Saved entries
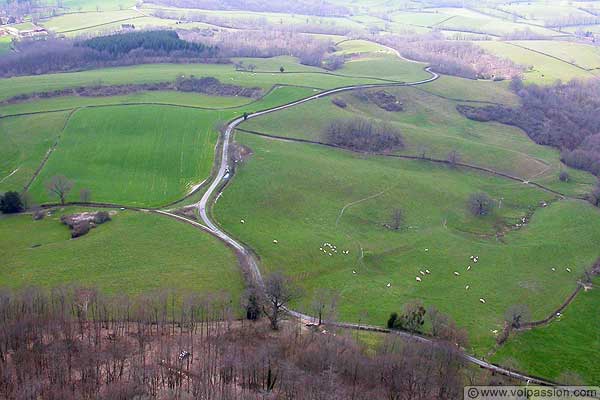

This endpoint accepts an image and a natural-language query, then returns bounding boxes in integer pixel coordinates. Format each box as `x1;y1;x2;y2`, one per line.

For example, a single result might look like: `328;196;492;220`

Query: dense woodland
458;78;600;177
0;286;499;400
0;31;220;78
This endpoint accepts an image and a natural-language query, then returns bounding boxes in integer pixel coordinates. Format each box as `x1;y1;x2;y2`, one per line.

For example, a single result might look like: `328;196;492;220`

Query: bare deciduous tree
468;192;494;217
310;288;338;325
388;208;405;231
447;149;461;167
79;188;91;203
504;304;531;329
46;175;74;205
264;272;300;330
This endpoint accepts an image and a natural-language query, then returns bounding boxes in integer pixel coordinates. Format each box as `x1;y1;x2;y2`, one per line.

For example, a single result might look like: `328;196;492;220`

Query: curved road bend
194;65;556;385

• [Activity] Word for word, print every record, and leave out any picture.

• [Response to this task]
This endpoint accepts an image and a natural-language query, then returns bounding boxes in integer pixel coordinates. Format each box as `x1;y1;x2;y2`, one per line.

For example, a single result might look like: `328;196;492;220`

Query: dense woodland
458;78;600;177
0;286;499;400
0;31;220;78
This endpoint accepts an image and a natural-language query, then returns bounding boxes in integer pixel coordinates. Format each box as `x1;y1;x2;y2`, one per line.

For example, a single result might look like: `328;196;492;220`

Query: bare deciduous tree
468;192;494;217
310;288;338;325
388;208;405;231
447;149;461;167
79;188;91;203
504;304;531;329
46;175;74;205
264;272;300;330
This endpoint accepts an image and a natural-language query, then returns bounding boxes in integer pixel coordinates. Format each box as `x1;y1;x2;y2`, one per line.

For example, a single result might look like: `328;196;492;220`

Query: curved road bend
194;65;556;385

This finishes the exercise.